• _待做练习_
**a.** 照原文抄录安乐死一文中从“为什么中国不允许安乐死?”一直到“的阴影,阻碍了安乐死的发展。”的全部文字。
**b.** 接续讲安乐死的这篇文章,从最后一句之后往下写。

• _选段_
=====

为什么中国不允许安乐死?

事实上,安乐死在诞生之初就在世界范围内的立法和伦理等范畴引发了数之不清的争论。


比如,当个人没有足够的能力决定自身是否要生存时,这项权利就很可能被别人滥用。


在古斯巴达,人们即认为,不健康的婴儿可予处死,而留下安乐死的纪录。


而在1938年,希特勒借口实施安乐死,建立了安乐死中心,杀死20多万人,这使安乐死笼罩上恐怖的阴影,阻碍了安乐死的发展。


而最近一些实行安乐死的国家的调查则表明,即便患者自身头脑清醒,在决定“自己是否去死”这件事上也可能会产生偏差。


-荷兰在6年内安乐死死亡人数猛增


1993年2月9日荷兰参议院通过法案,成为世界上第一个通过安乐死立法的国家,而在英国等一些国家,安乐死仍没有“合法化”。


为了避免滥用安乐死,造成非正常的死亡,荷兰安乐死合法化法案本身规定了非常严格的条件:


“首先,病人必须是成人,申请安乐死的病人必须自愿,而且必须是病人深思熟虑之后所作出的坚定不移的决定;其次,病人必须在无法忍受病痛的情况下才能申请安乐死;再次,病人所患疾病必须要经过两名医生的诊断,慎重的确定安乐死的方式。”

=====

• _记录信息_
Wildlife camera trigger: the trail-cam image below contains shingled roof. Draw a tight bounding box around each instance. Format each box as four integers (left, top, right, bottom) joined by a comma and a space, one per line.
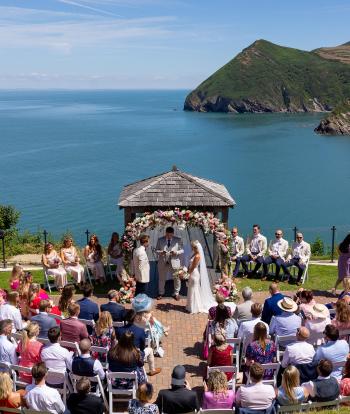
118, 166, 236, 208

=====

• _练习答案_
**a.**
为什么中国不允许安乐死?

事实上,安乐死在诞生之初就在世界范围内的立法和伦理等范畴引发了数之不清的争论。


比如,当个人没有足够的能力决定自身是否要生存时,这项权利就很可能被别人滥用。


在古斯巴达,人们即认为,不健康的婴儿可予处死,而留下安乐死的纪录。


而在1938年,希特勒借口实施安乐死,建立了安乐死中心,杀死20多万人,这使安乐死笼罩上恐怖的阴影,阻碍了安乐死的发展。

**b.**
然而,即便有了如此多的细则,安乐死依然争议不断。


仅2010年度,荷兰实施的3200件“安乐死”事件中,就约有72%的案件涉嫌“故意杀人”。


据英国《每日邮报》2014年10月3日报道,荷兰最新的官方数据显示,荷兰选择安乐死的精神病患者在一年中增加了两倍。


2013年,荷兰共有42人因“严重精神问题”被执行注射死,而2012年和2011年分别只有14人和13人。数据还显示,去年荷兰安乐死的总人数激增15%,从2012年的4188例上升到2013年的4829人。


7年里,荷兰安乐死的人数暴增151%,已占到荷兰人口死亡总数的3%。


其中,绝大多数人(约3600人)是癌症患者,但也有97例安乐死是痴呆症患者。这里还不包括“临终镇静”(给患者服用镇静剂和麻醉剂)的情况。


-立陶宛工程师朱利乔纳斯·乌伯纳斯设计的安乐死过山车,乘坐时的不停旋转将导致乘客的大脑缺氧


英国基督教医学协会的彼得•桑德斯称,“安乐死在荷兰已经失控。我们所看到的荷兰的情况是‘增量扩张’,即安乐死人数稳步增加,涉安乐死的病患范围逐步扩大。”桑德斯说。


而欧洲监察人员西奥•布尔去年夏天在议会坚决反对:“不能允许安乐死。”在去年7月份接受《每日邮报》采访时他表示:“一旦‘瓶中妖怪’被放了出来,就很难再把它收回去了。”


他认为安乐死合法化使这一本该是最后手段的措施在荷兰变成了一般性医疗程序。他说,安乐死现在在荷兰已变得非常流行,“其正成为癌症病人治疗过程中的一项内定模式”。


根据最新数据显示,安乐死的条件一般是病人遭受着躯体上的极端痛苦,但现在却越来越多被解释为精神上的痛苦。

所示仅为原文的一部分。